THE PROBLEM: Lay out the lines of the listing below, from the line with "and white striped" up to and including the line with "[0,169,570,379]", as a JSON list of strings with one string per line, leaving out blank lines.

==== DATA ROWS

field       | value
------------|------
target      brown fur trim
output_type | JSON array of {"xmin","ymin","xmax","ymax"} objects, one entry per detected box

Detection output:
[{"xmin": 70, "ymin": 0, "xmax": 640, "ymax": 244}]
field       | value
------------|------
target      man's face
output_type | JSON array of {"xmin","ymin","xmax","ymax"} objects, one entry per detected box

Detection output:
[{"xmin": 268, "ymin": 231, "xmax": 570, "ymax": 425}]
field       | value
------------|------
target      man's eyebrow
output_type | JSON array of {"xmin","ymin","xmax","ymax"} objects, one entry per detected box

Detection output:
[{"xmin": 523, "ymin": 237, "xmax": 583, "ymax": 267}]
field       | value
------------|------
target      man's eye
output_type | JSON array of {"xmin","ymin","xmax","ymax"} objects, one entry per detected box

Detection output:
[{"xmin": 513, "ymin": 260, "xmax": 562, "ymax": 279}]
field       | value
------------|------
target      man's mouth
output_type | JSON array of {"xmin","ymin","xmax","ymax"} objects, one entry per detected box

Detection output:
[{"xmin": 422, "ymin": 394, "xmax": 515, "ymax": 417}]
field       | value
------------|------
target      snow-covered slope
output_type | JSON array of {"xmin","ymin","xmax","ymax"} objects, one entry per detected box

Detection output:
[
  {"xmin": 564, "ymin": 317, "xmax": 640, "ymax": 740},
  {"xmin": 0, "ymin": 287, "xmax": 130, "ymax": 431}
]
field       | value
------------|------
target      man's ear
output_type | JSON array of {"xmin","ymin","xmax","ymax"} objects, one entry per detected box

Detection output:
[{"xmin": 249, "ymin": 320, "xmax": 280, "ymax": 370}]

========
==== DATA ROWS

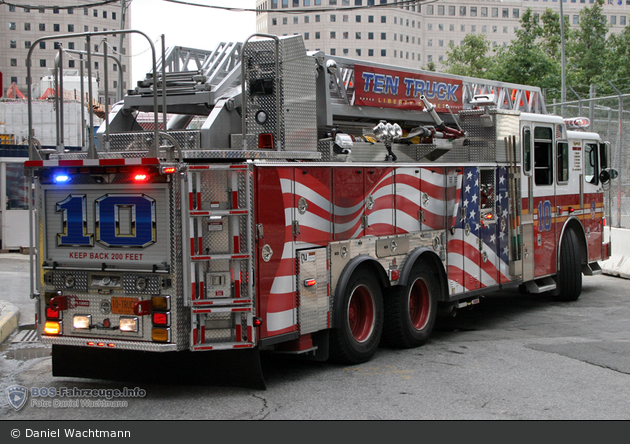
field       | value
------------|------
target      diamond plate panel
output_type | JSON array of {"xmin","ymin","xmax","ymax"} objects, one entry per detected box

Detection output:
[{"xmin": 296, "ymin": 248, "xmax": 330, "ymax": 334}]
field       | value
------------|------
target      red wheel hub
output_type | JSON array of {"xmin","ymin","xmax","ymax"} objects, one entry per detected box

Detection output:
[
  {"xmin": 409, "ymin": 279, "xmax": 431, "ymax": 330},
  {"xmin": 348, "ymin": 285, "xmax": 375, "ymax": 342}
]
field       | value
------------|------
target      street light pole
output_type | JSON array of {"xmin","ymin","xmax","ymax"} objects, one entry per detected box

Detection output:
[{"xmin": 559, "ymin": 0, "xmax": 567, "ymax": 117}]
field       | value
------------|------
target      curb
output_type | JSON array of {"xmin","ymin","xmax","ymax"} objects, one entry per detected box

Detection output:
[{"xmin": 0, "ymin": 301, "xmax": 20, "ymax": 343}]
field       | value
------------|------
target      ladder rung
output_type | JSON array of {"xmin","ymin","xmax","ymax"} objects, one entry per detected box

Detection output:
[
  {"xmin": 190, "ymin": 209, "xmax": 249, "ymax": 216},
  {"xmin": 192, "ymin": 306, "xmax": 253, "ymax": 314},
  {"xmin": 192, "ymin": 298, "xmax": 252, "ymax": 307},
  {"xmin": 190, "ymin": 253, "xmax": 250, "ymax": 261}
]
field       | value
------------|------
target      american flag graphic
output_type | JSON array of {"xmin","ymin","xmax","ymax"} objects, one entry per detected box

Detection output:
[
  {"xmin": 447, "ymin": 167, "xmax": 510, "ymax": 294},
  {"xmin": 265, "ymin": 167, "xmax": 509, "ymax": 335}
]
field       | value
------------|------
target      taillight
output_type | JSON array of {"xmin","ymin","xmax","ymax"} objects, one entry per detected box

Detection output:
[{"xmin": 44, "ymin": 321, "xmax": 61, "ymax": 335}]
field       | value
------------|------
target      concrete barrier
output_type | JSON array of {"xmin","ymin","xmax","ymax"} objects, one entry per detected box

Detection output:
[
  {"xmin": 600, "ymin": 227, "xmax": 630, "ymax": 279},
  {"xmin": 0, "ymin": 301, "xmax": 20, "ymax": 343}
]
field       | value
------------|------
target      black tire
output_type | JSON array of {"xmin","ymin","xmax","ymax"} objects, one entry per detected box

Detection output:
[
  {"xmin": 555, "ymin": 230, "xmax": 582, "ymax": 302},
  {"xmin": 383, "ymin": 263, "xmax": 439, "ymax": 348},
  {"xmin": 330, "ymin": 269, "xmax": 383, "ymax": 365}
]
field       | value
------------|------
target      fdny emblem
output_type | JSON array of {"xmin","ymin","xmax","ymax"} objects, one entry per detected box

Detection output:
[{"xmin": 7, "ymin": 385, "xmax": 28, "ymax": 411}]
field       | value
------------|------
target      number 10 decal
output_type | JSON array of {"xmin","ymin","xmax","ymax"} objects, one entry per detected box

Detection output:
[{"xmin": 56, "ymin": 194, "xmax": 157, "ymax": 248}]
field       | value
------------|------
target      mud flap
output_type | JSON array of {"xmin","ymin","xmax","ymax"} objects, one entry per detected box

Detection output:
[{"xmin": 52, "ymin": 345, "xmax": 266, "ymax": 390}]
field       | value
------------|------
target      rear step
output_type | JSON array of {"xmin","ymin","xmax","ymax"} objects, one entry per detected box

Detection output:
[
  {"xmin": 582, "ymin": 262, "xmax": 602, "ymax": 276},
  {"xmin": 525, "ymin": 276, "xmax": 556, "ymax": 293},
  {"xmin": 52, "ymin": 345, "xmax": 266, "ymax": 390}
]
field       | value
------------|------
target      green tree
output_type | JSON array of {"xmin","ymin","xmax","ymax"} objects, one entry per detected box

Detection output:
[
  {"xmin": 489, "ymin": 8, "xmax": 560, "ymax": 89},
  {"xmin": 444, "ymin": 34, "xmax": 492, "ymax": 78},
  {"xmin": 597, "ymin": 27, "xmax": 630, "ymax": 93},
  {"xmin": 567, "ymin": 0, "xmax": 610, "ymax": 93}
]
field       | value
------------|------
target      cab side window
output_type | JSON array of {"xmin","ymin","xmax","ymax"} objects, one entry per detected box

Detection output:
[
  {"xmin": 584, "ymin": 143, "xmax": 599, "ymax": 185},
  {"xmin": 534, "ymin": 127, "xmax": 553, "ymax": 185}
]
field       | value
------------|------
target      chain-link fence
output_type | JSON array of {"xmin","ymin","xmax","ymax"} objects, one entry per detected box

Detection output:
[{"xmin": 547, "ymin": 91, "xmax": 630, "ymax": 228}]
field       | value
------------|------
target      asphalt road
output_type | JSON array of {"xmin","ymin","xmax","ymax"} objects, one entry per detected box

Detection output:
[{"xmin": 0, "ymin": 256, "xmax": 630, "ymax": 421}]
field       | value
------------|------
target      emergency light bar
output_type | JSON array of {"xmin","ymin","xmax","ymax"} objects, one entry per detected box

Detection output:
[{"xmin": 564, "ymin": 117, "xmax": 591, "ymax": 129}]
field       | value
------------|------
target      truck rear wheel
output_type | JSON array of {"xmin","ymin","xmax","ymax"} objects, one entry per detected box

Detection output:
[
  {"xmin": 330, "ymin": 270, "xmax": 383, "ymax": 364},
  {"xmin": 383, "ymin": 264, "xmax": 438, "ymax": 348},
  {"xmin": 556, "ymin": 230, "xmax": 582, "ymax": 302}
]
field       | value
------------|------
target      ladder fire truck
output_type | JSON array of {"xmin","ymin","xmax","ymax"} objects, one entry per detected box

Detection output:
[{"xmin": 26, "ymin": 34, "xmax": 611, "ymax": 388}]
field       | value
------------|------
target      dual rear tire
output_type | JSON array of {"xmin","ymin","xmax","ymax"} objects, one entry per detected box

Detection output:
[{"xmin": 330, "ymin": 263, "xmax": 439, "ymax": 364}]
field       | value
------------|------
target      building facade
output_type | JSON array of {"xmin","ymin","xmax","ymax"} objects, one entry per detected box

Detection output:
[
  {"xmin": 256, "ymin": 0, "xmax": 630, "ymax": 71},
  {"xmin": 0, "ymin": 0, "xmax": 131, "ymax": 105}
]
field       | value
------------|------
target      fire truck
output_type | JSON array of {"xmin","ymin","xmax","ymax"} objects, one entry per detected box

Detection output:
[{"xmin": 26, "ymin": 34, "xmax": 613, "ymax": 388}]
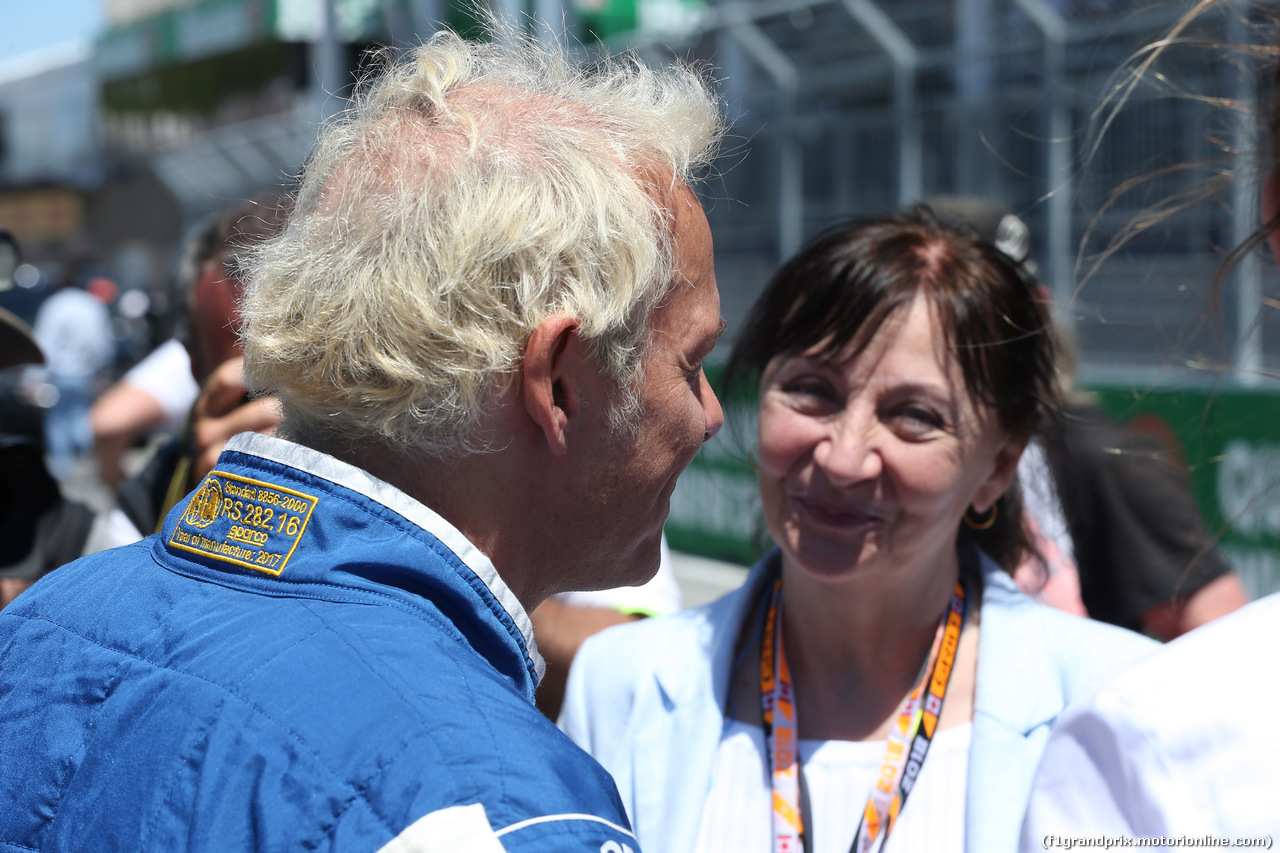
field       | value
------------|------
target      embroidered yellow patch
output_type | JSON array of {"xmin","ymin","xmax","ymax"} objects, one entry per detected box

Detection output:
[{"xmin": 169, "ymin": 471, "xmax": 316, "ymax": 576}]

========
==== DATA ROWS

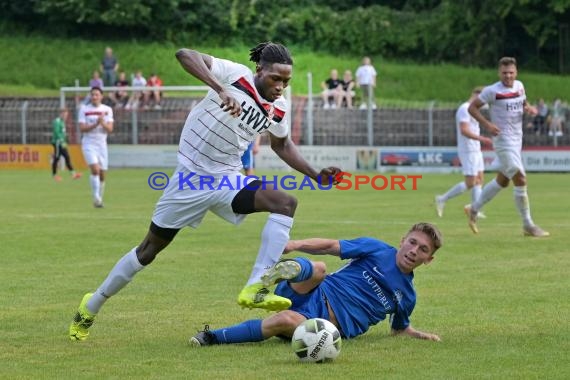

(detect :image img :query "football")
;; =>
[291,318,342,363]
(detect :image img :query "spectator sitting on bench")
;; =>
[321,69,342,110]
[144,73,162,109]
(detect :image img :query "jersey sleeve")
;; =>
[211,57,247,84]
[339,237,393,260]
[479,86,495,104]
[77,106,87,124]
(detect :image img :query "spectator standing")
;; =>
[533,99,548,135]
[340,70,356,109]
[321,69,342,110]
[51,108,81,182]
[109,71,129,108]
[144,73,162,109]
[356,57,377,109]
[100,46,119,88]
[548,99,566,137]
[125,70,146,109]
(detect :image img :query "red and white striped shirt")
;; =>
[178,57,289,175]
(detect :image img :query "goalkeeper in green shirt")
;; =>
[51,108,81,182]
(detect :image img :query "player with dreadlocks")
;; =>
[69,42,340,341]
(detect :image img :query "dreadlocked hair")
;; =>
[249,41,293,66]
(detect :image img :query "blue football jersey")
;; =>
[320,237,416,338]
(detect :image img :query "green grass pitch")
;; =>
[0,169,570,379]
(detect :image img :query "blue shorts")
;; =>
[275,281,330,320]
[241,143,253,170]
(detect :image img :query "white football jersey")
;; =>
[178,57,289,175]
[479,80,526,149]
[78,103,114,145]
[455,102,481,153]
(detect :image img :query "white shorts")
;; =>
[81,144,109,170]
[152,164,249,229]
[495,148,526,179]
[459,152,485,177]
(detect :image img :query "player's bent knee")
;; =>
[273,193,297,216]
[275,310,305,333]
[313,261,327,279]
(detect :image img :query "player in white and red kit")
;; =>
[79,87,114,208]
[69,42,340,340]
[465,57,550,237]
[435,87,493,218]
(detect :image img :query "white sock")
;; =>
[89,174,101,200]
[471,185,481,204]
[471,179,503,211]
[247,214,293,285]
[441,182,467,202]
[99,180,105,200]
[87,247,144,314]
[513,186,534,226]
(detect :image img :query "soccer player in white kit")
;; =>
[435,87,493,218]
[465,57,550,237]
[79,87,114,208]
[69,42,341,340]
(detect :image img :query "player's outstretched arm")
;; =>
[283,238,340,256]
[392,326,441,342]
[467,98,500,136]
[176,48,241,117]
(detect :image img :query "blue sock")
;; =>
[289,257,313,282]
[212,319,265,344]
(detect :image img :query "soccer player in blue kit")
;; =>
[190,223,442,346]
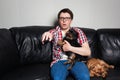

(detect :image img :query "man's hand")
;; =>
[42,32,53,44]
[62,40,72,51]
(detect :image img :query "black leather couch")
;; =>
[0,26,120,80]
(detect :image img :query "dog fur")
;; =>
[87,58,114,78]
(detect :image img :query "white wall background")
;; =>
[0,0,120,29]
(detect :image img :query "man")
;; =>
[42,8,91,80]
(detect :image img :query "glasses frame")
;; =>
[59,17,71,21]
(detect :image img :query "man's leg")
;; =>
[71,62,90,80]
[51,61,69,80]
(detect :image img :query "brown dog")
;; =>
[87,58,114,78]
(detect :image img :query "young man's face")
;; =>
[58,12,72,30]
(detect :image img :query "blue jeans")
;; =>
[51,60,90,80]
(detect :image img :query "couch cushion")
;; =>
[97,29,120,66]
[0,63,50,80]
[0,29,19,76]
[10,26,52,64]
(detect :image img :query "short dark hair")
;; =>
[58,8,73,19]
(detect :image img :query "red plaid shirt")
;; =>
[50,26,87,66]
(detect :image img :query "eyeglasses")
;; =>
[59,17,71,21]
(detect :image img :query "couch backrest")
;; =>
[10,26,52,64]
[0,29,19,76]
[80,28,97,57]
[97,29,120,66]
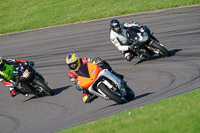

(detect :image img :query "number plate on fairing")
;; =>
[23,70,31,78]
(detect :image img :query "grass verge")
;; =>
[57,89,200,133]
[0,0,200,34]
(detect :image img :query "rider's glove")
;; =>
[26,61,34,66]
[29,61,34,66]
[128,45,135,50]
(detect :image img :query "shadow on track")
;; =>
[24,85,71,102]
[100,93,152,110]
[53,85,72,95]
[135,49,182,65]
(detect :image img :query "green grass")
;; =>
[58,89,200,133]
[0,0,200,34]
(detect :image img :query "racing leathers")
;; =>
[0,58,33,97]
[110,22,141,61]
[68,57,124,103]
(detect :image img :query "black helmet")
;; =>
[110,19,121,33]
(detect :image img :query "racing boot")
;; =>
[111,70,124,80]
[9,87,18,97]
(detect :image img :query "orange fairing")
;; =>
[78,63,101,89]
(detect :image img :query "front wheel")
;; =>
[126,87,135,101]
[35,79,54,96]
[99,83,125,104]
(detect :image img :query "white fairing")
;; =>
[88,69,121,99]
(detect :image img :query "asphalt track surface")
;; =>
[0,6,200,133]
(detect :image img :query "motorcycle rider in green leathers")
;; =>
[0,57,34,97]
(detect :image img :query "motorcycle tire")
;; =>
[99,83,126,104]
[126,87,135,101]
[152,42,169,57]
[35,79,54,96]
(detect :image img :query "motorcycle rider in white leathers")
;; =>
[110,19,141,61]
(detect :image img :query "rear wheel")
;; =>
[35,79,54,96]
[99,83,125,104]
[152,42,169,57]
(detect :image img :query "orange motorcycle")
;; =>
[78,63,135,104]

========

RESULT FOR THIS EXERCISE:
[
  "(detect :image img :query \"red and white striped shirt\")",
  ";; =>",
  "[178,57,289,175]",
  "(detect :image img :query \"goalkeeper in green shirt\")",
  ";; =>",
  "[51,108,81,182]",
  "(detect :image img :query \"player with dreadlocks\")",
  ";; =>",
  "[69,42,340,341]",
  "(detect :image img :query \"dreadlocked hair\")",
  ";; =>",
  "[249,41,293,66]",
  "(detect :image img :query \"blue football jersey\")",
  ";; =>",
  "[320,237,416,338]",
  "(detect :image img :query \"green grass pitch\")",
  ";; =>",
  "[0,169,570,379]"
]